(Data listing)
----------------
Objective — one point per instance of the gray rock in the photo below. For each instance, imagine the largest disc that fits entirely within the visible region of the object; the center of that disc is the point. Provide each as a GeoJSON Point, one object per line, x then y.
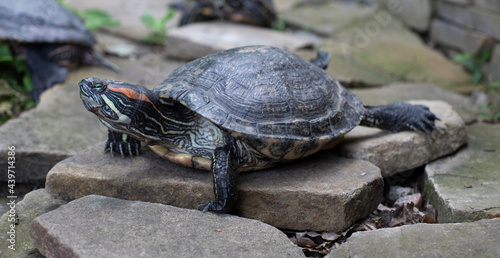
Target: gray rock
{"type": "Point", "coordinates": [98, 226]}
{"type": "Point", "coordinates": [472, 17]}
{"type": "Point", "coordinates": [33, 205]}
{"type": "Point", "coordinates": [465, 186]}
{"type": "Point", "coordinates": [60, 126]}
{"type": "Point", "coordinates": [398, 152]}
{"type": "Point", "coordinates": [491, 5]}
{"type": "Point", "coordinates": [415, 14]}
{"type": "Point", "coordinates": [199, 39]}
{"type": "Point", "coordinates": [460, 2]}
{"type": "Point", "coordinates": [492, 70]}
{"type": "Point", "coordinates": [450, 35]}
{"type": "Point", "coordinates": [322, 193]}
{"type": "Point", "coordinates": [478, 239]}
{"type": "Point", "coordinates": [329, 18]}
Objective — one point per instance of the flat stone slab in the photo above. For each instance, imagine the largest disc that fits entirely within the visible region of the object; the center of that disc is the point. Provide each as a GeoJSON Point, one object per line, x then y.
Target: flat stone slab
{"type": "Point", "coordinates": [33, 205]}
{"type": "Point", "coordinates": [398, 152]}
{"type": "Point", "coordinates": [98, 226]}
{"type": "Point", "coordinates": [322, 193]}
{"type": "Point", "coordinates": [477, 239]}
{"type": "Point", "coordinates": [60, 126]}
{"type": "Point", "coordinates": [466, 186]}
{"type": "Point", "coordinates": [202, 38]}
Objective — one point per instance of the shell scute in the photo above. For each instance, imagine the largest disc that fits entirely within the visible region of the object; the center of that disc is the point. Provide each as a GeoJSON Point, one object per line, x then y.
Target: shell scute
{"type": "Point", "coordinates": [276, 102]}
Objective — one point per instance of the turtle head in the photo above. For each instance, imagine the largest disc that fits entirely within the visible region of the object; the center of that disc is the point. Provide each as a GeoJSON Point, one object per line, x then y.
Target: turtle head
{"type": "Point", "coordinates": [117, 104]}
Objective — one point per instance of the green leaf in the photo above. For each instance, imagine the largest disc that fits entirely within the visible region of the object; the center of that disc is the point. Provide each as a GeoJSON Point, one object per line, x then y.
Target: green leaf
{"type": "Point", "coordinates": [460, 58]}
{"type": "Point", "coordinates": [484, 106]}
{"type": "Point", "coordinates": [485, 56]}
{"type": "Point", "coordinates": [5, 55]}
{"type": "Point", "coordinates": [148, 19]}
{"type": "Point", "coordinates": [95, 19]}
{"type": "Point", "coordinates": [494, 86]}
{"type": "Point", "coordinates": [485, 115]}
{"type": "Point", "coordinates": [169, 15]}
{"type": "Point", "coordinates": [477, 76]}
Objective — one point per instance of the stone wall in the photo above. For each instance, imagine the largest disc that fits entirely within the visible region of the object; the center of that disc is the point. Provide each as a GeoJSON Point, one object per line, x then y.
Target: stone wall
{"type": "Point", "coordinates": [456, 26]}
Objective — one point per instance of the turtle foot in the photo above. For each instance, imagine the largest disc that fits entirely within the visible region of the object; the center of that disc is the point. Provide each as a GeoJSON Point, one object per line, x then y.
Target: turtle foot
{"type": "Point", "coordinates": [123, 144]}
{"type": "Point", "coordinates": [213, 206]}
{"type": "Point", "coordinates": [399, 117]}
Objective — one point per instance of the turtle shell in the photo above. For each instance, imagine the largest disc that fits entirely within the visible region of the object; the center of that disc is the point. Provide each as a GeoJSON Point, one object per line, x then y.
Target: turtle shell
{"type": "Point", "coordinates": [273, 100]}
{"type": "Point", "coordinates": [41, 21]}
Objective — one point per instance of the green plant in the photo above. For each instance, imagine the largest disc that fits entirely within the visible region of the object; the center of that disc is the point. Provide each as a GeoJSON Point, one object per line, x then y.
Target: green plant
{"type": "Point", "coordinates": [473, 63]}
{"type": "Point", "coordinates": [491, 110]}
{"type": "Point", "coordinates": [15, 85]}
{"type": "Point", "coordinates": [92, 18]}
{"type": "Point", "coordinates": [95, 19]}
{"type": "Point", "coordinates": [159, 27]}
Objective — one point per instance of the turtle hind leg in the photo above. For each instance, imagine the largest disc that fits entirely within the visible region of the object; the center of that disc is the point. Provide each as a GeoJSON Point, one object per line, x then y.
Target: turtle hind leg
{"type": "Point", "coordinates": [399, 117]}
{"type": "Point", "coordinates": [224, 183]}
{"type": "Point", "coordinates": [44, 73]}
{"type": "Point", "coordinates": [321, 60]}
{"type": "Point", "coordinates": [123, 144]}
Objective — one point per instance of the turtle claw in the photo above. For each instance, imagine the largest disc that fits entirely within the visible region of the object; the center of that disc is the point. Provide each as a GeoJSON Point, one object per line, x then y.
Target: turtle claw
{"type": "Point", "coordinates": [213, 206]}
{"type": "Point", "coordinates": [123, 144]}
{"type": "Point", "coordinates": [422, 119]}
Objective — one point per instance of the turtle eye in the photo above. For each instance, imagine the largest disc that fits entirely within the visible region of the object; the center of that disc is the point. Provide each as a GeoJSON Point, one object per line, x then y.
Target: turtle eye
{"type": "Point", "coordinates": [99, 87]}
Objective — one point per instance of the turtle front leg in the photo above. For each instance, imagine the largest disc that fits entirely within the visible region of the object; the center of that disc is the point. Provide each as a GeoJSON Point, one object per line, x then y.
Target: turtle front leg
{"type": "Point", "coordinates": [224, 183]}
{"type": "Point", "coordinates": [122, 143]}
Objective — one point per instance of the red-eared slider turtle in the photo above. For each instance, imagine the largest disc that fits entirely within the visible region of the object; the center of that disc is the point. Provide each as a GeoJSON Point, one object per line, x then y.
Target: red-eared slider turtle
{"type": "Point", "coordinates": [237, 110]}
{"type": "Point", "coordinates": [255, 12]}
{"type": "Point", "coordinates": [50, 37]}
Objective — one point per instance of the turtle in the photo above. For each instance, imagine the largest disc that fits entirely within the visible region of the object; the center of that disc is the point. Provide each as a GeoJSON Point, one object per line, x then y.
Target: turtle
{"type": "Point", "coordinates": [254, 12]}
{"type": "Point", "coordinates": [241, 109]}
{"type": "Point", "coordinates": [50, 37]}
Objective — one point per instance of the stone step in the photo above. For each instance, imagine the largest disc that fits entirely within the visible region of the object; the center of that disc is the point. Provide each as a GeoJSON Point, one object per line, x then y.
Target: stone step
{"type": "Point", "coordinates": [33, 205]}
{"type": "Point", "coordinates": [466, 186]}
{"type": "Point", "coordinates": [323, 193]}
{"type": "Point", "coordinates": [477, 239]}
{"type": "Point", "coordinates": [98, 226]}
{"type": "Point", "coordinates": [394, 153]}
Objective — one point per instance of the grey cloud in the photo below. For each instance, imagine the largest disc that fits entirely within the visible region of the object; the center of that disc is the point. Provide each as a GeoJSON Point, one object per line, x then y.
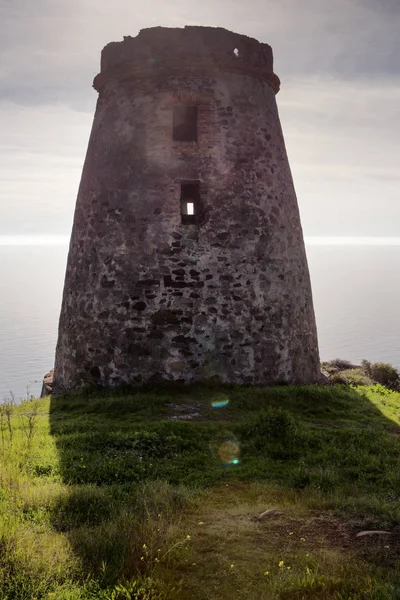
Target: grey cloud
{"type": "Point", "coordinates": [50, 49]}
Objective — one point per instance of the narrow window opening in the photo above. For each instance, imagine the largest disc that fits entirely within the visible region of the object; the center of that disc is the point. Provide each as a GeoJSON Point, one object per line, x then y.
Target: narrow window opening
{"type": "Point", "coordinates": [184, 128]}
{"type": "Point", "coordinates": [190, 203]}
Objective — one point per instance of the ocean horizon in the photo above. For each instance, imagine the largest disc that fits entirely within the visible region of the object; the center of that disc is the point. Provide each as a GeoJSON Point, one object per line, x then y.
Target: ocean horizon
{"type": "Point", "coordinates": [356, 293]}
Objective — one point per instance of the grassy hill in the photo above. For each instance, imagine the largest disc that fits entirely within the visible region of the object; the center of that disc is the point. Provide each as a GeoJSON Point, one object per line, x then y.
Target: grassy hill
{"type": "Point", "coordinates": [156, 495]}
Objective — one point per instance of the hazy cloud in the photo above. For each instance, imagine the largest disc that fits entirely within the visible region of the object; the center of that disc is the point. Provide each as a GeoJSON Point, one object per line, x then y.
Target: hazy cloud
{"type": "Point", "coordinates": [339, 103]}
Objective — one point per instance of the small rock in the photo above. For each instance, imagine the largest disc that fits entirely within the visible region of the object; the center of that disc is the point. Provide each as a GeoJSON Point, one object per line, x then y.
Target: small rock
{"type": "Point", "coordinates": [377, 532]}
{"type": "Point", "coordinates": [271, 512]}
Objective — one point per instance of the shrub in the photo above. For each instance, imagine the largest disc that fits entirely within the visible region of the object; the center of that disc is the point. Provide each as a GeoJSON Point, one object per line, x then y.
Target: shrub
{"type": "Point", "coordinates": [352, 377]}
{"type": "Point", "coordinates": [383, 373]}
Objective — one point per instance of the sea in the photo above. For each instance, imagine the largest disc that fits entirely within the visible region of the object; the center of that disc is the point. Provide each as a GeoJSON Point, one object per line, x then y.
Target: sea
{"type": "Point", "coordinates": [356, 292]}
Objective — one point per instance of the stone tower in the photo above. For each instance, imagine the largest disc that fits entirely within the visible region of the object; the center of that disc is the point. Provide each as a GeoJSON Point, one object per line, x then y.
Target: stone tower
{"type": "Point", "coordinates": [187, 258]}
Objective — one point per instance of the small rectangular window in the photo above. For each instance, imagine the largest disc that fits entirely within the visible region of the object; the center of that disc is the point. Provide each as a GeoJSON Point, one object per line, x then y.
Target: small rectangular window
{"type": "Point", "coordinates": [190, 203]}
{"type": "Point", "coordinates": [184, 128]}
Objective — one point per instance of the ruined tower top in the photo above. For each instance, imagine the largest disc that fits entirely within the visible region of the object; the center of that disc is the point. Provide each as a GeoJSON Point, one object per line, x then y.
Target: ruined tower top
{"type": "Point", "coordinates": [185, 51]}
{"type": "Point", "coordinates": [187, 259]}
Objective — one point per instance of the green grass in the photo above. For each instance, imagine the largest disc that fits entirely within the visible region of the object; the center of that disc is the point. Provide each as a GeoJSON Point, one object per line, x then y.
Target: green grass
{"type": "Point", "coordinates": [107, 496]}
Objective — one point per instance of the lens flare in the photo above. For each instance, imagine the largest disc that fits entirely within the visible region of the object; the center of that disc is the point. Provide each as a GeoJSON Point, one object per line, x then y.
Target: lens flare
{"type": "Point", "coordinates": [220, 401]}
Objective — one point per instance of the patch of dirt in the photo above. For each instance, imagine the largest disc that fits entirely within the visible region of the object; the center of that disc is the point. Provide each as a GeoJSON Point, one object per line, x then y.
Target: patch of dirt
{"type": "Point", "coordinates": [184, 412]}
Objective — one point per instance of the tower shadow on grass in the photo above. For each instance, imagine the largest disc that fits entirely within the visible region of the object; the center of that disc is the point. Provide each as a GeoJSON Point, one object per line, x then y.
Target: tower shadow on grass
{"type": "Point", "coordinates": [132, 464]}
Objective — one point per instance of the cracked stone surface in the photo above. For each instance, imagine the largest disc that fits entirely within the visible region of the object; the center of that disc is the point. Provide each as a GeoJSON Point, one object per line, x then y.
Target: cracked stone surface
{"type": "Point", "coordinates": [149, 298]}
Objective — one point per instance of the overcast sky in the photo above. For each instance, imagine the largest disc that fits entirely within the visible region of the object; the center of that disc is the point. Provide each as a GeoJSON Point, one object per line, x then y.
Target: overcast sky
{"type": "Point", "coordinates": [338, 60]}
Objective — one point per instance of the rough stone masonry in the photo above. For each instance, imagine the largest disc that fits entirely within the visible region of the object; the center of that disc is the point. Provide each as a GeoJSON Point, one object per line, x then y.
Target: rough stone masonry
{"type": "Point", "coordinates": [187, 259]}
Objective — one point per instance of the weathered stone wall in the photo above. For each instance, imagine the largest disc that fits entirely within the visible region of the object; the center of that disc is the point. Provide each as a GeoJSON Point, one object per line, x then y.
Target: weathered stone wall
{"type": "Point", "coordinates": [148, 298]}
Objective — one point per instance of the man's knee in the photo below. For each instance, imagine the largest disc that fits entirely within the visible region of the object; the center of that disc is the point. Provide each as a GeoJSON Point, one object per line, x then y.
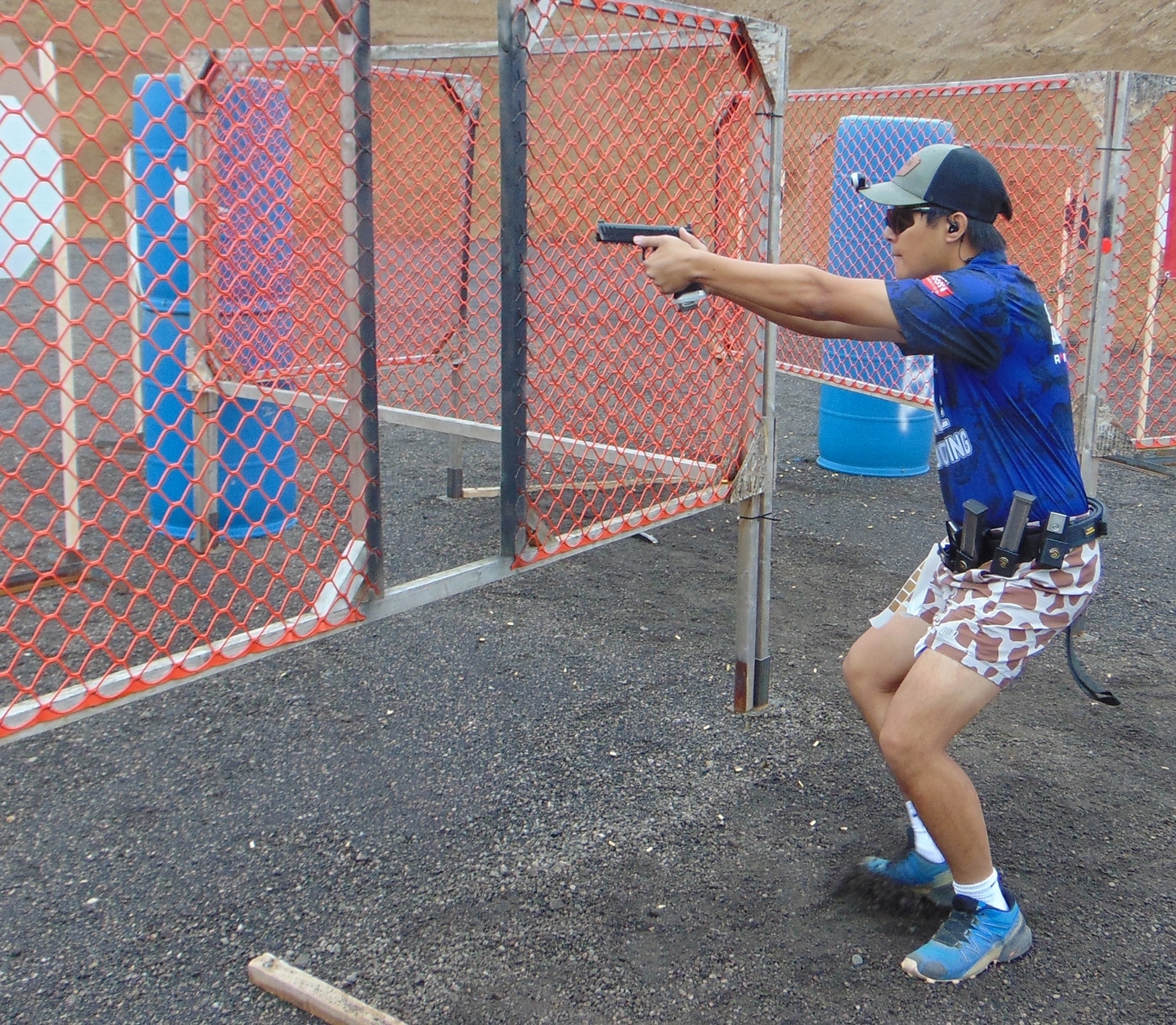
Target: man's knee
{"type": "Point", "coordinates": [901, 748]}
{"type": "Point", "coordinates": [879, 660]}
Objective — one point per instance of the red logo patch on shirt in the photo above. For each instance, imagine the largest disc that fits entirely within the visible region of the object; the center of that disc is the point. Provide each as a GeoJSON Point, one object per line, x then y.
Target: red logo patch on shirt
{"type": "Point", "coordinates": [938, 285]}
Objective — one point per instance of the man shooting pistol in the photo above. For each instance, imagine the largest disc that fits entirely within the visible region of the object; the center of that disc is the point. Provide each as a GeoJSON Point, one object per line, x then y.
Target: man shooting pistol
{"type": "Point", "coordinates": [688, 298]}
{"type": "Point", "coordinates": [1022, 555]}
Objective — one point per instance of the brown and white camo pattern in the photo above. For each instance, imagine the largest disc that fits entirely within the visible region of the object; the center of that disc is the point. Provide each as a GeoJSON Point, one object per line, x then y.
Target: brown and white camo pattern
{"type": "Point", "coordinates": [993, 624]}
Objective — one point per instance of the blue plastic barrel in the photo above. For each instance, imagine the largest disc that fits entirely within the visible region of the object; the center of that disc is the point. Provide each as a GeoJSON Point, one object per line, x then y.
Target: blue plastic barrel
{"type": "Point", "coordinates": [256, 459]}
{"type": "Point", "coordinates": [858, 432]}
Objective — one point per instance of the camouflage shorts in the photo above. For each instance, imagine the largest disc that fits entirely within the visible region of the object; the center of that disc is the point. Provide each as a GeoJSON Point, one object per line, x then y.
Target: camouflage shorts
{"type": "Point", "coordinates": [993, 624]}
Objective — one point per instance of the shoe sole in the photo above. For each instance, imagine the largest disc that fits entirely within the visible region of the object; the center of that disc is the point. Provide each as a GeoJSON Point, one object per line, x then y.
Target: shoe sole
{"type": "Point", "coordinates": [1015, 946]}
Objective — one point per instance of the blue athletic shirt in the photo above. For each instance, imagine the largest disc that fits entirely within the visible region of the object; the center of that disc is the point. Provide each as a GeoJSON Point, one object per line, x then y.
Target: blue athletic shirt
{"type": "Point", "coordinates": [1002, 390]}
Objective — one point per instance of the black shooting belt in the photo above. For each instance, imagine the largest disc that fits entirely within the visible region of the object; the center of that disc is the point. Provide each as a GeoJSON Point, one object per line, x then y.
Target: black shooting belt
{"type": "Point", "coordinates": [1047, 545]}
{"type": "Point", "coordinates": [1038, 544]}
----------------
Output the line that contains "Objective — one point per instance of the blue athletic", followed by every later line in the listing, with no line omitted and none added.

▶ _FINAL RESULT_
Objective — one point per instance of the blue athletic shirt in the photo above. For each instance, imagine the largest disc that fits entirely within the visible region of the object; the center of that disc is the point. Provide each as a GeoJSON Point, one object per line, x then y.
Target: blue athletic shirt
{"type": "Point", "coordinates": [1002, 390]}
Objective — one point per instance of the black shooting belt in the photo above. For each instance, imagine the largest disc that fits entirely within the visible region of the object; the center of that disc is the point. Provide each as a GeoJSON Point, one object per line, x then y.
Target: black shooting belt
{"type": "Point", "coordinates": [1047, 545]}
{"type": "Point", "coordinates": [1038, 544]}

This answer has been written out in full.